* BEGIN ENTRIES PROVIDED *
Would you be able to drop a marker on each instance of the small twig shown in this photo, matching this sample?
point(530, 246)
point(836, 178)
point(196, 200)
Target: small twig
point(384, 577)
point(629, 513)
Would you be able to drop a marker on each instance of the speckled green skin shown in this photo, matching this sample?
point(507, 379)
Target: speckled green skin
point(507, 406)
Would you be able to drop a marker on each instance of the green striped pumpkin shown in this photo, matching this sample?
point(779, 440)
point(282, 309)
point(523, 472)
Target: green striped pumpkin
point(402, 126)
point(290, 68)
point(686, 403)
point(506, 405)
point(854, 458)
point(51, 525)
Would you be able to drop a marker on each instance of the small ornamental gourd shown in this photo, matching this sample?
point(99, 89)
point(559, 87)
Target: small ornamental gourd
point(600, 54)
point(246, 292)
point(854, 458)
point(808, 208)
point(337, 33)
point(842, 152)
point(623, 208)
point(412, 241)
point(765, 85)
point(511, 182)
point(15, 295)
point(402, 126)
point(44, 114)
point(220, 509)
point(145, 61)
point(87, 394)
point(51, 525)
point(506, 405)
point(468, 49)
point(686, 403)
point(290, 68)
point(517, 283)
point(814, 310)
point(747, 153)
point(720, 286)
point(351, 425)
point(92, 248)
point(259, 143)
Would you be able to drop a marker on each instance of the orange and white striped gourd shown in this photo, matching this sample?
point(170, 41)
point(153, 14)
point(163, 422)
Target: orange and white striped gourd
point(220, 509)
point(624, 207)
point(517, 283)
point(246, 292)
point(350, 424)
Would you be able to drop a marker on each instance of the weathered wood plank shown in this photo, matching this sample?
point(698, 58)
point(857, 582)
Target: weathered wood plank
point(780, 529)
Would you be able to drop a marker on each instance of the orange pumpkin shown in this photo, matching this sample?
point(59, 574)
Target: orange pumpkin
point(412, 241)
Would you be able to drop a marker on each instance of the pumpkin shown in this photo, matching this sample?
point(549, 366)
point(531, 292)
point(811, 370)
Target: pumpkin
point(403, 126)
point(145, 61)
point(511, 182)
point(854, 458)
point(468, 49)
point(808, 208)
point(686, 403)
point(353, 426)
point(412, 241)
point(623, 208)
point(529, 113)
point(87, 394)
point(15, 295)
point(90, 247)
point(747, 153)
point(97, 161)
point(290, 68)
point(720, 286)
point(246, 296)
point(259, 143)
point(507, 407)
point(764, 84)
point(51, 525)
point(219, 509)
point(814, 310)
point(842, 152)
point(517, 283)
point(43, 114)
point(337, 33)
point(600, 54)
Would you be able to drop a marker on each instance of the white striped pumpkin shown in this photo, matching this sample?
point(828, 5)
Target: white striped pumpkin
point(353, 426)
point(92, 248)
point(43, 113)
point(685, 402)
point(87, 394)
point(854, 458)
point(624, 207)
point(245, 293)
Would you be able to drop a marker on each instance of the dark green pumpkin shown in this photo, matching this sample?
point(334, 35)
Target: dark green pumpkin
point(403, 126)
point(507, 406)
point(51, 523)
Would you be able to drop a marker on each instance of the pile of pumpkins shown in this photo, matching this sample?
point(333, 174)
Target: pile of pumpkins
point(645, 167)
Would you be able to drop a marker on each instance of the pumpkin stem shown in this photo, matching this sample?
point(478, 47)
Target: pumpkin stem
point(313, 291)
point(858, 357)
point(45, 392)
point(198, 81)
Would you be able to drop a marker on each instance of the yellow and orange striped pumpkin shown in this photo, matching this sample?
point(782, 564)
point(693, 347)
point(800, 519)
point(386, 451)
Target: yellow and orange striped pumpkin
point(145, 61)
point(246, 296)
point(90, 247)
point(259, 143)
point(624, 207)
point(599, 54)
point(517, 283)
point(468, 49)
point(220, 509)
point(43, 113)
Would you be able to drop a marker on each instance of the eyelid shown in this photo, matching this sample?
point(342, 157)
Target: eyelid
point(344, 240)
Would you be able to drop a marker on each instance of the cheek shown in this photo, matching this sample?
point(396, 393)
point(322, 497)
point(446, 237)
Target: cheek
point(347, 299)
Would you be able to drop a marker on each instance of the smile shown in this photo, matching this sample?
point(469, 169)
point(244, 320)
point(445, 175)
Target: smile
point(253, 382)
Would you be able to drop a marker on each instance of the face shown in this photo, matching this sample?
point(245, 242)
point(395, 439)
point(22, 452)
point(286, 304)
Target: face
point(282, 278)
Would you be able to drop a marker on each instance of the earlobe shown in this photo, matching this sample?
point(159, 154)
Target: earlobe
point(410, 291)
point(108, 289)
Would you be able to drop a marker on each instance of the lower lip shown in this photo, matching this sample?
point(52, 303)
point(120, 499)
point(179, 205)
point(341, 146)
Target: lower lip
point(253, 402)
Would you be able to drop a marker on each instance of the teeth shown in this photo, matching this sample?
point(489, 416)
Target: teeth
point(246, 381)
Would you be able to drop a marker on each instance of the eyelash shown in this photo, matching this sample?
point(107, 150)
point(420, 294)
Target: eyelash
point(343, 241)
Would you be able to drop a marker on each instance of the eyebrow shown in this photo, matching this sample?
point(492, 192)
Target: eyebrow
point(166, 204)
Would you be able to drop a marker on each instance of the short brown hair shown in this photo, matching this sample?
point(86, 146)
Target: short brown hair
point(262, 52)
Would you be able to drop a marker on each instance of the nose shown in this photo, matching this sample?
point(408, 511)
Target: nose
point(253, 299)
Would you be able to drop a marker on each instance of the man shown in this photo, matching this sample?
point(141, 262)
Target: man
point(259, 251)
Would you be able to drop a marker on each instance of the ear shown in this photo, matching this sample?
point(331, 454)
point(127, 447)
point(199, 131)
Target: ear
* END ENTRIES PROVIDED *
» PROBLEM DETAILS
Render every row above as a numbered list, leaving out any blank lines.

» OUTPUT
1. Would you be able to drop a marker on each instance of the small twig shown in this photo, matching this sample?
2. point(530, 246)
3. point(836, 178)
4. point(196, 200)
5. Target: small twig
6. point(384, 577)
7. point(629, 513)
8. Would you be able to drop a marker on each instance of the speckled green skin shown in this photo, matching this sample?
9. point(507, 379)
10. Target: speckled green skin
11. point(507, 406)
12. Would you be able to drop a marker on each instance of the green striped pumpkin shown in this photo, matching this sample?
13. point(779, 440)
14. point(282, 309)
15. point(523, 472)
16. Target: green striped pumpkin
17. point(402, 126)
18. point(290, 68)
19. point(686, 403)
20. point(506, 405)
21. point(854, 458)
22. point(51, 525)
23. Would you be able to drop a marker on each instance of the small ornamental gourd shown in this photo, matching this sample?
24. point(99, 89)
25. point(559, 87)
26. Target: small ornamental gourd
27. point(600, 54)
28. point(246, 292)
29. point(854, 458)
30. point(808, 208)
31. point(337, 33)
32. point(842, 152)
33. point(623, 208)
34. point(412, 241)
35. point(765, 85)
36. point(511, 182)
37. point(15, 295)
38. point(402, 126)
39. point(44, 114)
40. point(220, 509)
41. point(145, 61)
42. point(87, 394)
43. point(51, 525)
44. point(506, 405)
45. point(468, 49)
46. point(686, 403)
47. point(290, 68)
48. point(517, 283)
49. point(814, 310)
50. point(747, 153)
51. point(720, 286)
52. point(351, 425)
53. point(92, 248)
54. point(259, 143)
55. Would you be able to drop a marker on each instance of the orange and white striped gourd shown in this photo, matching this sample?
56. point(170, 41)
57. point(153, 14)
58. point(163, 422)
59. Target: orange and white striped gourd
60. point(220, 509)
61. point(624, 207)
62. point(517, 283)
63. point(246, 292)
64. point(350, 424)
65. Would you be able to drop a marker on each instance of the weathered wood plank shown in this photo, matching this sample?
66. point(698, 58)
67. point(857, 582)
68. Target: weathered wood plank
69. point(780, 529)
70. Would you be able to drop a marker on each instance of the orange pumpkin shown in this photo, matching this sample?
71. point(59, 574)
72. Target: orange pumpkin
73. point(412, 241)
74. Would you be able to drop a marker on each instance of the pumpkin shown in this photo, matching this sample?
75. point(549, 366)
76. point(531, 292)
77. point(811, 370)
78. Target: pumpkin
79. point(403, 126)
80. point(145, 61)
81. point(511, 182)
82. point(854, 458)
83. point(468, 49)
84. point(808, 208)
85. point(686, 403)
86. point(353, 426)
87. point(412, 241)
88. point(623, 208)
89. point(529, 113)
90. point(87, 394)
91. point(15, 295)
92. point(90, 247)
93. point(747, 153)
94. point(97, 161)
95. point(290, 68)
96. point(720, 286)
97. point(246, 296)
98. point(259, 143)
99. point(507, 407)
100. point(764, 84)
101. point(51, 525)
102. point(219, 509)
103. point(814, 310)
104. point(842, 152)
105. point(517, 283)
106. point(43, 114)
107. point(337, 33)
108. point(600, 54)
109. Would you be able to drop a marker on each instance of the white striped pumpkin shown in this photo, matching this sample?
110. point(828, 5)
111. Target: white striped pumpkin
112. point(353, 426)
113. point(92, 248)
114. point(43, 113)
115. point(685, 402)
116. point(87, 394)
117. point(854, 458)
118. point(624, 207)
119. point(245, 293)
120. Would you be able to drop a marker on each instance of the dark green pumpkin shown in this photo, matching this sample?
121. point(334, 35)
122. Target: dark green pumpkin
123. point(403, 126)
124. point(507, 406)
125. point(51, 523)
126. Would you be able to drop a marker on each instance of the pile of pumpkins shown in this photo, matching this sample?
127. point(333, 174)
128. Target: pile of pumpkins
129. point(645, 167)
130. Would you be able to drop a marker on each instance of the pumpkin stem shown in this photo, matching this sample?
131. point(478, 47)
132. Target: pumpkin stem
133. point(313, 291)
134. point(858, 357)
135. point(45, 392)
136. point(198, 81)
137. Would you be able to drop a marker on each instance of the yellow and orange striped pumpkin shown in this photo, matching this sample?
138. point(782, 564)
139. point(693, 347)
140. point(800, 519)
141. point(386, 451)
142. Target: yellow and orange striped pumpkin
143. point(145, 61)
144. point(246, 296)
145. point(90, 247)
146. point(259, 143)
147. point(624, 207)
148. point(599, 54)
149. point(517, 283)
150. point(468, 49)
151. point(220, 509)
152. point(43, 113)
153. Would you be able to drop a marker on each instance of the eyelid shown in this photo, matching this sample?
154. point(342, 157)
155. Target: eyelid
156. point(344, 240)
157. Would you be able to drop a marker on each instance of the cheek shown in this photo, matching this sample?
158. point(396, 393)
159. point(322, 497)
160. point(446, 237)
161. Target: cheek
162. point(347, 299)
163. Would you be able to drop a marker on each instance of the smile shown in this photo, matching this sample?
164. point(469, 169)
165. point(244, 320)
166. point(445, 175)
167. Target: smile
168. point(253, 382)
169. Would you be able to drop a marker on each instance of the face shown in this photo, matching this sample?
170. point(245, 242)
171. point(395, 439)
172. point(22, 452)
173. point(286, 304)
174. Target: face
175. point(282, 278)
176. Would you be able to drop a marker on each instance of the earlobe shown in this photo, matching this sample?
177. point(159, 154)
178. Target: earlobe
179. point(410, 291)
180. point(108, 289)
181. Would you be able to drop a marker on each instance of the lower lip shown in this photo, matching this sample?
182. point(52, 303)
183. point(120, 499)
184. point(179, 205)
185. point(341, 146)
186. Target: lower lip
187. point(253, 402)
188. Would you be able to drop a marker on each instance of the teeth shown in this photo, matching this sample?
189. point(489, 416)
190. Target: teeth
191. point(246, 381)
192. Would you be able to drop a marker on each instance of the eyelash shown in this photo, matching this sample?
193. point(107, 150)
194. point(420, 294)
195. Target: eyelash
196. point(343, 241)
197. Would you be able to drop a marker on each instance of the eyebrow shown in this photo, matching this sample?
198. point(492, 192)
199. Target: eyebrow
200. point(166, 204)
201. Would you be able to drop a marker on each instance of the short brown hair shown in this photo, matching this sample?
202. point(86, 146)
203. Target: short brown hair
204. point(262, 52)
205. Would you be able to drop a marker on each instance of the nose shown in this photo, matching this sample?
206. point(408, 511)
207. Target: nose
208. point(253, 299)
209. Would you be able to drop a marker on each instance of the man shown in this photo, matching this sample?
210. point(141, 262)
211. Target: man
212. point(259, 251)
213. Would you be able to drop a marker on each instance of the ear shown in this photo, matching this sample?
214. point(331, 454)
215. point(127, 447)
216. point(199, 131)
217. Target: ear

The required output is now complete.